## Document passage
Member of the Minnesota House of Representatives from the 48A district
- In office January 4, 2011 – January 7, 2013
- Preceded by: Maria Ruud
- Succeeded by: Yvonne Selcer

Personal details
- Born: March 1962 (age 64) Bloomington, Minnesota
- Party: Republican Party of Minnesota
- Spouse: Wendy
- Children: 3
- Alma mater: Bethel University
- Profession: Small business owner, legislator

= Kirk Stensrud =

American politician

Kirk D. Stensrud (born March 1962) is a Minnesota politician and former member of the Minnesota House of Representatives who represented District 48A, which included portions of western Hennepin County in the Twin Cities metropolitan area. A Republican, he is the current owner of Fish Window Cleaning in Edina and in 2017 became the owner of the Dammon Round Barn Farm a Minnesota Wedding venue in Red Wing, MN. He also had experience as a former medical salesperson.

Stensrud was first elected to the House in 2010, unseating incumbent Rep. Maria Ruud by 107 votes. He served on the Commerce and Regulatory Reform, the Jobs and Economic Development Finance, and the State Government Finance committees.

During Stensrud's tenure in the House, he supported merit pay for high performing teachers, and was part of the creation of a budget surplus which involved borrowing money from schools against future tobacco settlements to solve a serious budget deficit.

Stensrud was Narrowly defeated by Democrat Yvonne Selcer by just over 200 votes in the 2012 election. In 2014 Stensrud lost by less than 40 votes.

Stensrud graduated from Bloomington Lincoln High School in Bloomington, then went on to Bethel University in Arden Hills, earning his B.A. in business. He and his family were active members of Wooddale Church in Eden Prairie until they moved in 2017 to Red Wing, MN to begin their business at a Minnesota Wedding Venue known as The Round Barn Farm Bed and Breakfast and Event Center.

## Complete the following
• A. According to the Kirk Stensrud article, by how many votes did Stensrud unseat incumbent Rep. Maria Ruud in 2010?
• B. Name every House committee that the Kirk Stensrud article says he served on.

## Dataset
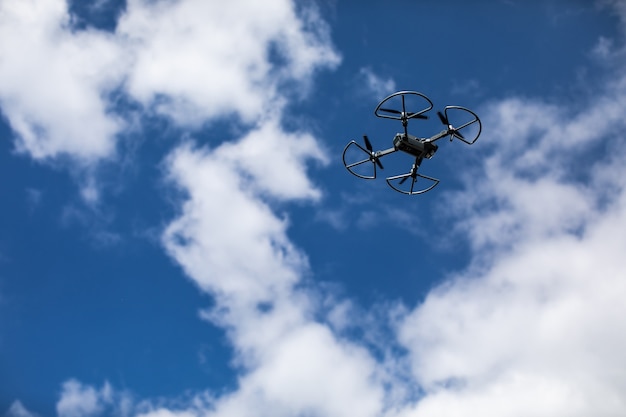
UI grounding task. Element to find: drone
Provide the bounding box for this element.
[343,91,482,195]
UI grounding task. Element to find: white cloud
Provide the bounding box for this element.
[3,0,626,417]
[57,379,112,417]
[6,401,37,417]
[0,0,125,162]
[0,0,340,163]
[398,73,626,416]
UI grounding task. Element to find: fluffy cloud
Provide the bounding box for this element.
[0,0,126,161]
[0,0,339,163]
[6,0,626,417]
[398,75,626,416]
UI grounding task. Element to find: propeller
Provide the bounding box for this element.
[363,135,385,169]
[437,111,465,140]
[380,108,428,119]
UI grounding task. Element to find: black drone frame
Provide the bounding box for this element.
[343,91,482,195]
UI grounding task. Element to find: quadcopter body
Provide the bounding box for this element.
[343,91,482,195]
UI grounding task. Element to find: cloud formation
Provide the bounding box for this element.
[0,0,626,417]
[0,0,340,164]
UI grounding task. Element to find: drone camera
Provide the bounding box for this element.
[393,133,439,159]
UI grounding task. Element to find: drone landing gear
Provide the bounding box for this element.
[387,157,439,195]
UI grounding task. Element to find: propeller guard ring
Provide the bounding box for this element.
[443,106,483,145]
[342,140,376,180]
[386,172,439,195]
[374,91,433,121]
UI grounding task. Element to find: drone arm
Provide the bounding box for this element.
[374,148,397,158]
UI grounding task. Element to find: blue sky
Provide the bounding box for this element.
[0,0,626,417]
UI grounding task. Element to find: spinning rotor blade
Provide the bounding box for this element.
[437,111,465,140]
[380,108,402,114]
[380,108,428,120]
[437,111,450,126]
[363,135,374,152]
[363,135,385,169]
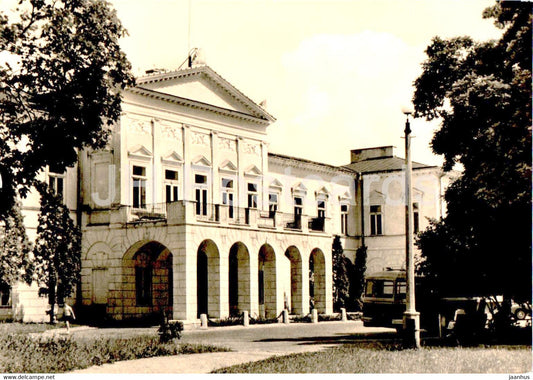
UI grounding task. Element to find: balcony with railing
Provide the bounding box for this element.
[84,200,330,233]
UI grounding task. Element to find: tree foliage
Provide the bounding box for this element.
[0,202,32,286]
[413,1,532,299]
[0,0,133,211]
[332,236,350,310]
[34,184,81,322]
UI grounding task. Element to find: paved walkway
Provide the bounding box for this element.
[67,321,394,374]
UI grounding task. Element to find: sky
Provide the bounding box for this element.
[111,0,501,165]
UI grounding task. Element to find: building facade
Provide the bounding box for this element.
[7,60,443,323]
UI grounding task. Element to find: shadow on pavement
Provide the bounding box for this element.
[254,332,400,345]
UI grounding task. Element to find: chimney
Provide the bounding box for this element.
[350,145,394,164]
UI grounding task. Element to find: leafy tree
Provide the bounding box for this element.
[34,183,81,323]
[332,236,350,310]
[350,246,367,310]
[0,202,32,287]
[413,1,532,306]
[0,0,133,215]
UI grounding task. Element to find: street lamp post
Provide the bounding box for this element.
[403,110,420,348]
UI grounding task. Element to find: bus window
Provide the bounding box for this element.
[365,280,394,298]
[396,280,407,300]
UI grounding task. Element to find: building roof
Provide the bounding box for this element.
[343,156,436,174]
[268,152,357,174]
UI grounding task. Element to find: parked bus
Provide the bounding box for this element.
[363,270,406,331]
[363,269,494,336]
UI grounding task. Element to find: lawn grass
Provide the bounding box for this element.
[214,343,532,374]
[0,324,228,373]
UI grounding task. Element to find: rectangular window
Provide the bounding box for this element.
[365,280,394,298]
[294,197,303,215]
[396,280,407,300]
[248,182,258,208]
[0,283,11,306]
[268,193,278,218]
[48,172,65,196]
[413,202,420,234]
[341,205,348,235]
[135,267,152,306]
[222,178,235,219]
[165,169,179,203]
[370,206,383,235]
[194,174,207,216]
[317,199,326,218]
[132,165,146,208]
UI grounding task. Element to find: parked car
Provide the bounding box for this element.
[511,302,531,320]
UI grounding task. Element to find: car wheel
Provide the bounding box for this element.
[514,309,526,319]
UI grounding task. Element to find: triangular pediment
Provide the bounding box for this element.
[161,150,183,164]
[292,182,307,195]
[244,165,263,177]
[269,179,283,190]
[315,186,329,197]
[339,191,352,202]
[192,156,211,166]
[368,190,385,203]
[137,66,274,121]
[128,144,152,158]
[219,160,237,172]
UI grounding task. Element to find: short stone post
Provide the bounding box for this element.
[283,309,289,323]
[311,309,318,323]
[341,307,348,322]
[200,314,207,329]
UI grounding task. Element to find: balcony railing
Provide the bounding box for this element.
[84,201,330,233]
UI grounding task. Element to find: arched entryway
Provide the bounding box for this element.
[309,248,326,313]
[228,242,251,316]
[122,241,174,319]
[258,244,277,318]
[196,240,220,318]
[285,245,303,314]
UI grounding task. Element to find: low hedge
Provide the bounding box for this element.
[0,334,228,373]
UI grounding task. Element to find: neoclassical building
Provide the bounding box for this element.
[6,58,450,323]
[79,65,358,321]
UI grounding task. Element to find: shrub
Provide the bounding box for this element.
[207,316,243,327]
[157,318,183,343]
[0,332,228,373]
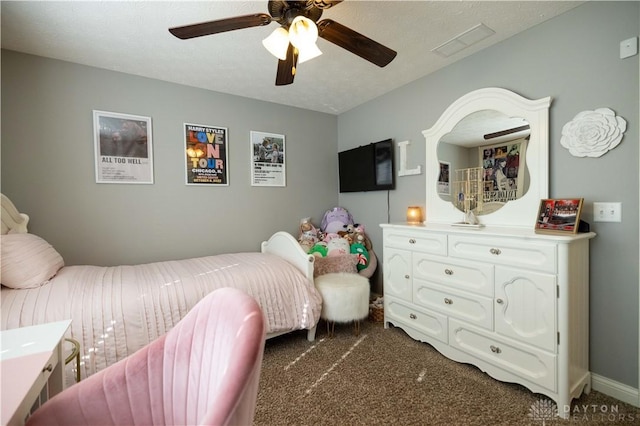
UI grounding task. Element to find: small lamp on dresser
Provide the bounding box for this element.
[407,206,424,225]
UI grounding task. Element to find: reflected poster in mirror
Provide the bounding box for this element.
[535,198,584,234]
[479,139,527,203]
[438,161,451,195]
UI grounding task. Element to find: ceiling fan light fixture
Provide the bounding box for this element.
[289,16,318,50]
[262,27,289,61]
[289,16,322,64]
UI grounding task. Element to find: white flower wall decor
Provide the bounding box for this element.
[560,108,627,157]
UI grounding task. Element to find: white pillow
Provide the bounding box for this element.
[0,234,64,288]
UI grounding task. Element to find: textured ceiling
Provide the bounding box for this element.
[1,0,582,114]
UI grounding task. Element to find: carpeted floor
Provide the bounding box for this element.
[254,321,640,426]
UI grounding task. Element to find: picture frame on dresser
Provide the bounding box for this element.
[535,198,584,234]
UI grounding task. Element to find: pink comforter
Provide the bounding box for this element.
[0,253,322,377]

* * *

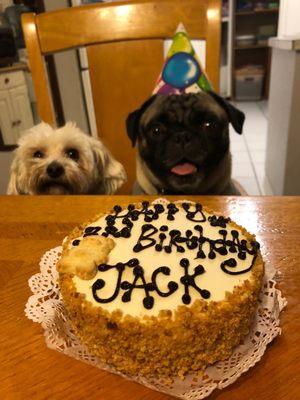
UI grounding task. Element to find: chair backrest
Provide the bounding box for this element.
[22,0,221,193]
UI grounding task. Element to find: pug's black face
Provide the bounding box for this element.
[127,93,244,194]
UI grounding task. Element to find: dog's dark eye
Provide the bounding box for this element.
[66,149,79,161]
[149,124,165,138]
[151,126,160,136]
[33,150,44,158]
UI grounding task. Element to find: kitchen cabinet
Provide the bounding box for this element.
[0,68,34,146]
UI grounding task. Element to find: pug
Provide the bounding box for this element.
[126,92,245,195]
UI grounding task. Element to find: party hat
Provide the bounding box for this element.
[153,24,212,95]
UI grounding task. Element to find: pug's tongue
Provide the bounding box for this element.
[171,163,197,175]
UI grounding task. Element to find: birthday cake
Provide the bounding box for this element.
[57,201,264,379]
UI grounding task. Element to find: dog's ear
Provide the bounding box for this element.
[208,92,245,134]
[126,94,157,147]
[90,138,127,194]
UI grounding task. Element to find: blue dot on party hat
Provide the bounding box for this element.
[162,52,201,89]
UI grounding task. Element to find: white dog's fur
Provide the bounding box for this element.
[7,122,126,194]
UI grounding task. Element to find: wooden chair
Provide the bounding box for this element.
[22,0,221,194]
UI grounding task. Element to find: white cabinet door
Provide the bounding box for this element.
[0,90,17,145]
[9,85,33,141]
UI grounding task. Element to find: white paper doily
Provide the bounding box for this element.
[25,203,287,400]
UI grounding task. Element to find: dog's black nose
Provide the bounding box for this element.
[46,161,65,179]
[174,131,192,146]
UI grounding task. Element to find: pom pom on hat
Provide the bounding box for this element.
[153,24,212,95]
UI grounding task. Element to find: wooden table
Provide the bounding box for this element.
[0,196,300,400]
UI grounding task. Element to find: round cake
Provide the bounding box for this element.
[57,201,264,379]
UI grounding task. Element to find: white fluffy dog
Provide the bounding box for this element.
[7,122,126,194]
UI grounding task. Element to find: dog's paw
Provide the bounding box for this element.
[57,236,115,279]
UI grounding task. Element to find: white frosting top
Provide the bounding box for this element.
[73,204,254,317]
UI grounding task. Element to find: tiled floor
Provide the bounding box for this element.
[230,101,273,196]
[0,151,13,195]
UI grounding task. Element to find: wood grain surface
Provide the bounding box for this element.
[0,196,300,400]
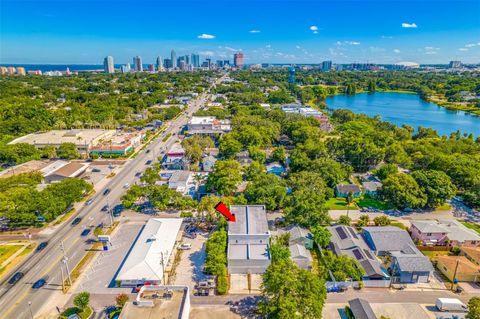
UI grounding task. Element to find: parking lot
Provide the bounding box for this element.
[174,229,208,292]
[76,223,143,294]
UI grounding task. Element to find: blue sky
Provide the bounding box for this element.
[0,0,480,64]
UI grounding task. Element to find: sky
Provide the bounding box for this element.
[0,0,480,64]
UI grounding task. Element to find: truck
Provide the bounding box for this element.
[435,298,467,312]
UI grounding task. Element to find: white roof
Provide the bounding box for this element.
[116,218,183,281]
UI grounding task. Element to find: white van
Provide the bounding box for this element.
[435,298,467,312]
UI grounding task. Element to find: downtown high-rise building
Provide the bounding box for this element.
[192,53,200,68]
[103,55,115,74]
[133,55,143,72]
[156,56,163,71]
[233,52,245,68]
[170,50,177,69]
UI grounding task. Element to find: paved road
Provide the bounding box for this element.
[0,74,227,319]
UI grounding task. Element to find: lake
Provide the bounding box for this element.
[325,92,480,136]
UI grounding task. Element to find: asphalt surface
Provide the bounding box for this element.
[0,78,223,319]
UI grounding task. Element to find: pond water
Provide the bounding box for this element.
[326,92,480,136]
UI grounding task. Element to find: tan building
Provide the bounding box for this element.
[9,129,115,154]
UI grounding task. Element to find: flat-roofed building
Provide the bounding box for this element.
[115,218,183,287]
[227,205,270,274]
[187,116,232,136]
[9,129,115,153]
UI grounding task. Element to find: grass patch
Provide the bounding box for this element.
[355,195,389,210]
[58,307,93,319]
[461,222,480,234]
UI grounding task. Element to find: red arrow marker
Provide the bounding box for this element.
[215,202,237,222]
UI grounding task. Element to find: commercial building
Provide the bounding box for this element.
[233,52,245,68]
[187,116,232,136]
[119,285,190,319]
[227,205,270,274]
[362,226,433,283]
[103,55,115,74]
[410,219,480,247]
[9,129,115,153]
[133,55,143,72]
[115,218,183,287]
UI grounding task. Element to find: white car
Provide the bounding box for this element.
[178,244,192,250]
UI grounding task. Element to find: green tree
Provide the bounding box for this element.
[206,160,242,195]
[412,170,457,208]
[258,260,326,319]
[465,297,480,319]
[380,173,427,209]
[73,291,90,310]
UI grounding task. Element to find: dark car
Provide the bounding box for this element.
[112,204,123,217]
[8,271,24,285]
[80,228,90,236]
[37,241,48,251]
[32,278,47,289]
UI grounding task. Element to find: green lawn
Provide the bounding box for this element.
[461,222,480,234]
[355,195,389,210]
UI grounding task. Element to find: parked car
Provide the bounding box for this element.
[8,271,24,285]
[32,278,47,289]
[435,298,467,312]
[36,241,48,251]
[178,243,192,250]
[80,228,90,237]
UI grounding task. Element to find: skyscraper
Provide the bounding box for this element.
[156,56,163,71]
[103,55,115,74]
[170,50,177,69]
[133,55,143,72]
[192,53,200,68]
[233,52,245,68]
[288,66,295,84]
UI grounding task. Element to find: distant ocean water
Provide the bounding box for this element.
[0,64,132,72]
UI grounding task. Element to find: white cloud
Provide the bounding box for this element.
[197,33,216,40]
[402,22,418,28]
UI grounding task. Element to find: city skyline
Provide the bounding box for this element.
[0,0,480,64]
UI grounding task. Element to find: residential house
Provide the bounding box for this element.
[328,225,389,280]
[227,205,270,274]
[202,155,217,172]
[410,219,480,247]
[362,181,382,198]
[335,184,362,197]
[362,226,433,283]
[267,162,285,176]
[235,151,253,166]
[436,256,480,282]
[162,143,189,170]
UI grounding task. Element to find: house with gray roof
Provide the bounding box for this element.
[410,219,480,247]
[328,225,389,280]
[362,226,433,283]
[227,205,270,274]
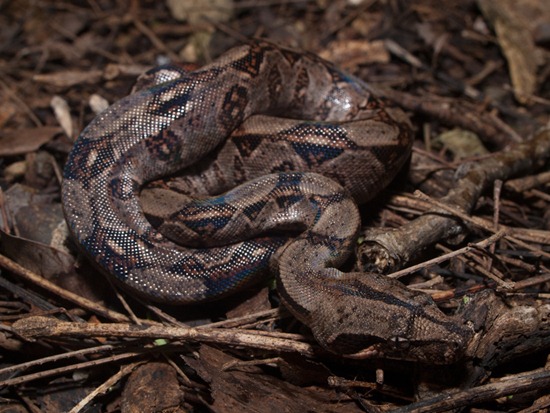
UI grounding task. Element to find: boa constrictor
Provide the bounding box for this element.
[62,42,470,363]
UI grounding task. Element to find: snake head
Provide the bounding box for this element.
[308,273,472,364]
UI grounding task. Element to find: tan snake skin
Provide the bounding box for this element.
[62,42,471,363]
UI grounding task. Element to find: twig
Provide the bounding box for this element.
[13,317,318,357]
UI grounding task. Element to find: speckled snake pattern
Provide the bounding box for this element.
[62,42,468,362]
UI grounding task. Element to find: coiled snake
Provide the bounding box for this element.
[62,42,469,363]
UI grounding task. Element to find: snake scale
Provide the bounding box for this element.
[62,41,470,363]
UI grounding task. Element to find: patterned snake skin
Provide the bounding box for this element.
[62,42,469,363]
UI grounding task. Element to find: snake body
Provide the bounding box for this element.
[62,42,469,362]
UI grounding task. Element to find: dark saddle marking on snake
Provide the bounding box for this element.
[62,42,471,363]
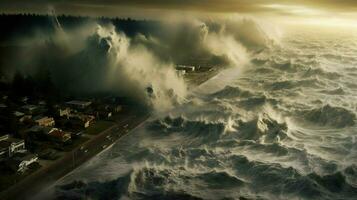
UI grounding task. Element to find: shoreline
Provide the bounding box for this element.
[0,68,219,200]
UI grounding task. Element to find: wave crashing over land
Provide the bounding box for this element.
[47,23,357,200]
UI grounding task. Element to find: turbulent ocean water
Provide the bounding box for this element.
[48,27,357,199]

## Answers to each task
• A. 107 votes

• B.
- Commerce and Regulatory Reform
- Jobs and Economic Development Finance
- State Government Finance